┌─ Given text

Wednesday, June 9, 2021

 

America’s wary approval of an Alzheimer’s drug offers hope to millions

But its makers still have work to do to prove it can slow the advance of dementia



Jun 7th 2021

NEWS THAT America’s Food and Drug Administration (FDA) has granted conditional approval to a new drug, aducanumab, to be marketed as Aduhelm, for the treatment of Alzheimer’s disease, has understandably been greeted as a huge breakthrough. For millions of people with Alzheimer’s, a remorselessly degenerative illness leading eventually to utter helplessness—and for those caring for them—it is a ray of hope. But the benefits it will offer remain uncertain, and the FDA’s decision is controversial.

It was 115 years ago that Alois Alzheimer, a German psychiatrist, conducted the autopsy that helped him identify the disease now known as Alzheimer’s. It is much the most common of the dozens of causes of dementia. It accounts for 60-80% of cases of a debilitating condition that affects an estimated 50m people around the world, and—as the risk of dementia increases with age, and the world is getting older—is spreading fast. The costs in human misery are incalculable. In terms of expenditure in caring for people with the condition, they are estimated at over $1trn now, and forecast to reach $2trn by 2030.

└─
┌─ Data under study

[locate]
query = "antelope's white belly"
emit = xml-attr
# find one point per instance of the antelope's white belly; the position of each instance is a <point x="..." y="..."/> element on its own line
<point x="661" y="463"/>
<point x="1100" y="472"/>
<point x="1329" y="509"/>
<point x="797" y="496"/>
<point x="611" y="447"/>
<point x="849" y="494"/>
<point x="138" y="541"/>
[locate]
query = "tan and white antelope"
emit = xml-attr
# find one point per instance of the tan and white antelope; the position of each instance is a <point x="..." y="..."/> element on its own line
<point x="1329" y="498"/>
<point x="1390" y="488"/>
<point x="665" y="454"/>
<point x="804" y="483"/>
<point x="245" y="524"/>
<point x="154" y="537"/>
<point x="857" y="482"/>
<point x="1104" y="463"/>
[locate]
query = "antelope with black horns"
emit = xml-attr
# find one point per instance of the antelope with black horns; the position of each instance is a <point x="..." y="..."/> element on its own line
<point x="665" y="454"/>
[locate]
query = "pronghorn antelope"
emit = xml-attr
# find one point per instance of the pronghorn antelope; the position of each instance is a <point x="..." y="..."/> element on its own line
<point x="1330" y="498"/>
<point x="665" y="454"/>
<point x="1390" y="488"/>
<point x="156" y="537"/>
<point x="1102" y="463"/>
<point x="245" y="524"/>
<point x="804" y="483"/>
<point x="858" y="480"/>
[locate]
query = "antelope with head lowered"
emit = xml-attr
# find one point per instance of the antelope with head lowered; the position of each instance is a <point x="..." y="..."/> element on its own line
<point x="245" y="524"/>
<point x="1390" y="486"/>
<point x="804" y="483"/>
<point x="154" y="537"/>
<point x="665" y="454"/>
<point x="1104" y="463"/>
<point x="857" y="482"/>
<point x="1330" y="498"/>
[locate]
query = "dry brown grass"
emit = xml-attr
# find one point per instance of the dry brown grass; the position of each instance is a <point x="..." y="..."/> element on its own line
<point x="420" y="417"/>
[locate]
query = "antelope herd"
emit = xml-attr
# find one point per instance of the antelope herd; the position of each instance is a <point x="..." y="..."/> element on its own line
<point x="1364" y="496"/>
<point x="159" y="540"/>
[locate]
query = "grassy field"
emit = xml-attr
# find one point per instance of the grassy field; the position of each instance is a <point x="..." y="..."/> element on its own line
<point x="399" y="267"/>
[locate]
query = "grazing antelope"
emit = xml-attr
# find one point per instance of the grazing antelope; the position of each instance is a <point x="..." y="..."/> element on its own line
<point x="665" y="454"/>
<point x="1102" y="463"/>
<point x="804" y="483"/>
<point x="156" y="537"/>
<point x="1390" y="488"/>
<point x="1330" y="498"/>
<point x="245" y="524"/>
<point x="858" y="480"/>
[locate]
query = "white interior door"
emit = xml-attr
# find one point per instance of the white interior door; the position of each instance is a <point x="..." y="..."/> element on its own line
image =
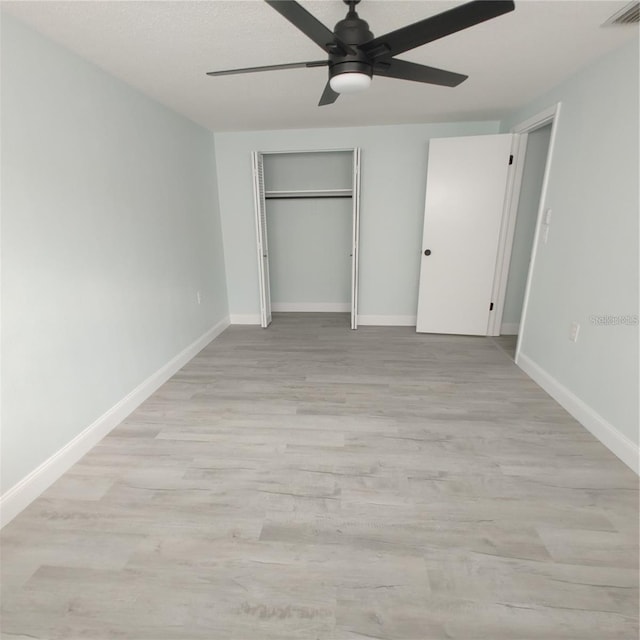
<point x="261" y="235"/>
<point x="465" y="198"/>
<point x="355" y="197"/>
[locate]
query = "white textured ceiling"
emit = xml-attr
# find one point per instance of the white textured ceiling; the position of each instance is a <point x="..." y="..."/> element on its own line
<point x="165" y="48"/>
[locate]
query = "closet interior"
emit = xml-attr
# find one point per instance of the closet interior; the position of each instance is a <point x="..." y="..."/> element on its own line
<point x="307" y="222"/>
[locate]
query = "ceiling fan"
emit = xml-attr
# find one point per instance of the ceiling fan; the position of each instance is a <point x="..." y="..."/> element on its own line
<point x="355" y="55"/>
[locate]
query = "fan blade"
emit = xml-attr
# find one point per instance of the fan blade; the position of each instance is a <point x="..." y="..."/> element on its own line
<point x="435" y="27"/>
<point x="299" y="17"/>
<point x="329" y="96"/>
<point x="404" y="70"/>
<point x="271" y="67"/>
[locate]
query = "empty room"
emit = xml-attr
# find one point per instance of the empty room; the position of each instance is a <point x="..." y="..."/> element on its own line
<point x="319" y="319"/>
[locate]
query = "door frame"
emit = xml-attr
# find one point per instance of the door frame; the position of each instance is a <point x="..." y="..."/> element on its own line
<point x="520" y="132"/>
<point x="259" y="196"/>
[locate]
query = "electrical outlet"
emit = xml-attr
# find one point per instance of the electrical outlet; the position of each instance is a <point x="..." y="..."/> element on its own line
<point x="574" y="331"/>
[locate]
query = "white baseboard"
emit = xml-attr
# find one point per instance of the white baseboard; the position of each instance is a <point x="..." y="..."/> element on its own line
<point x="610" y="437"/>
<point x="509" y="328"/>
<point x="311" y="307"/>
<point x="13" y="501"/>
<point x="244" y="318"/>
<point x="387" y="321"/>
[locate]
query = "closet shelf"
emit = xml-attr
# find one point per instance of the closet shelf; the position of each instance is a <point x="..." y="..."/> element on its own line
<point x="309" y="193"/>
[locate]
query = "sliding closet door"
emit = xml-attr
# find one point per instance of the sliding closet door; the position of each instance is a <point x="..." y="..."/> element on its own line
<point x="261" y="234"/>
<point x="355" y="197"/>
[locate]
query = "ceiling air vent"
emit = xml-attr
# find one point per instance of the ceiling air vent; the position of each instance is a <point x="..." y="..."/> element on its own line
<point x="627" y="15"/>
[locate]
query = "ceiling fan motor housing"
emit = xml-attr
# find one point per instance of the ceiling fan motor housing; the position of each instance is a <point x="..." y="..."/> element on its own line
<point x="352" y="31"/>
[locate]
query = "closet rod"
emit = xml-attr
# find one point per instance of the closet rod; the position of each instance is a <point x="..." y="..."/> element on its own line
<point x="303" y="197"/>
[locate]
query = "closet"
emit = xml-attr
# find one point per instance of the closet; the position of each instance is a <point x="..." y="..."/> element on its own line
<point x="307" y="210"/>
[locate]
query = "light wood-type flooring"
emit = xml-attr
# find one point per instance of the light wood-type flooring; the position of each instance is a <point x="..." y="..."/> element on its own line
<point x="311" y="482"/>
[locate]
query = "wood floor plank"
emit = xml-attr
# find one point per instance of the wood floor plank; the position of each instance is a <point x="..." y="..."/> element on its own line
<point x="311" y="482"/>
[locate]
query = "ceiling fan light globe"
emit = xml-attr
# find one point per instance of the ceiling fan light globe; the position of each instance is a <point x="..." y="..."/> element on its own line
<point x="350" y="82"/>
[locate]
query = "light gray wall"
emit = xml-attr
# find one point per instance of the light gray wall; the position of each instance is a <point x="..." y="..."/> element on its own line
<point x="394" y="165"/>
<point x="533" y="174"/>
<point x="589" y="267"/>
<point x="309" y="250"/>
<point x="110" y="226"/>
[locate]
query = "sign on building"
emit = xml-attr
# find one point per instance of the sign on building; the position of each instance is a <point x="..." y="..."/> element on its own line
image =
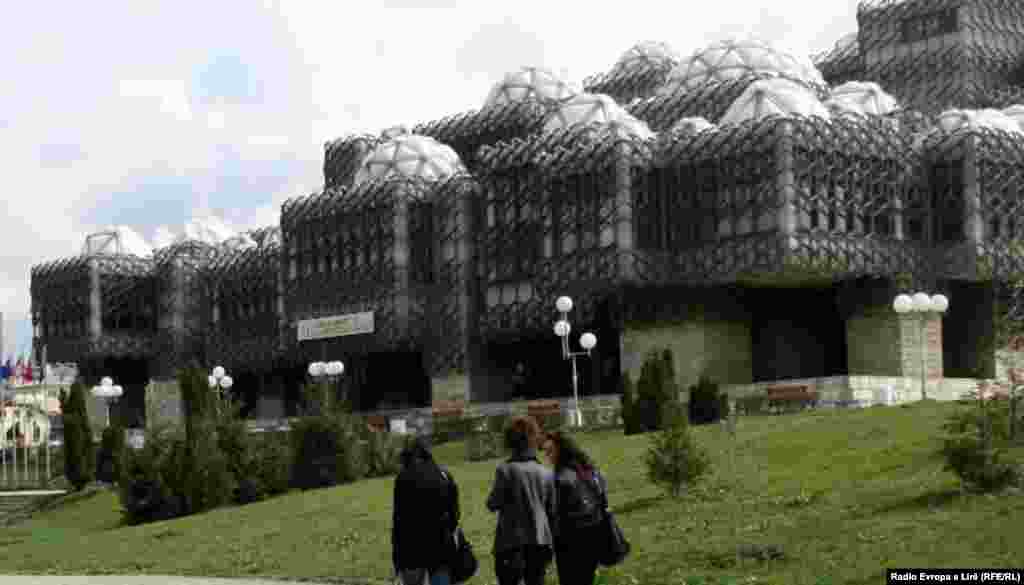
<point x="338" y="326"/>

└─

#### Required work:
A. In the Alzheimer's drug article, what share of dementia cases does Alzheimer's disease account for?
B. Reproduce the passage of the Alzheimer's drug article from "Jun 7th 2021" to "decision is controversial.".
C. Carry on the article about the Alzheimer's drug approval from the point where it stops.

#### Written responses:
A. 60-80%

B.
Jun 7th 2021

NEWS THAT America’s Food and Drug Administration (FDA) has granted conditional approval to a new drug, aducanumab, to be marketed as Aduhelm, for the treatment of Alzheimer’s disease, has understandably been greeted as a huge breakthrough. For millions of people with Alzheimer’s, a remorselessly degenerative illness leading eventually to utter helplessness—and for those caring for them—it is a ray of hope. But the benefits it will offer remain uncertain, and the FDA’s decision is controversial.

C.
So even if few have hoped for an imminent cure there is huge pent-up demand for a treatment that at least slows the advance of Alzheimer’s. The FDA claims in its press release on the approval sought by Biogen, a biotechnology firm based in Cambridge, Massachusetts: “Aduhelm is the first treatment directed at the underlying pathophysiology of Alzheimer’s disease.” In November 2019 China granted conditional approval to Oligomannate (gv-971), a drug produced by Green Valley, a company from Shanghai. But Western scientists grumbled the data from the Chinese study were scanty and its conclusions hard to credit.

So the jubilation in some quarters at Biogen’s coup is understandable. But it is not universal, in part because of the tortuous history of the drug’s progress to approval. It is of a type known as a monoclonal antibody—a specialised protein molecule forming part of the immune system—tailored to bind to a protein called beta-amyloid, which forms plaques in the brains of people with Alzheimer’s disease, and which many researchers have long believed is not just a symptom of Alzheimer’s but at least part of the cause (an idea known as “the amyloid hypothesis”). Aducanumab does, indeed, seem to reduce the amount of beta-amyloid in the brain. That is why the FDA has approved it. The theory is that this should, in turn, slow the progress of cognitive degeneration. On that point, the evidence is less clear-cut. The FDA approval allows the drug to be used but requires Biogen to carry out a large-scale clinical trial to prove that it does indeed work, and warns that if not, it could be “pulled from the market”.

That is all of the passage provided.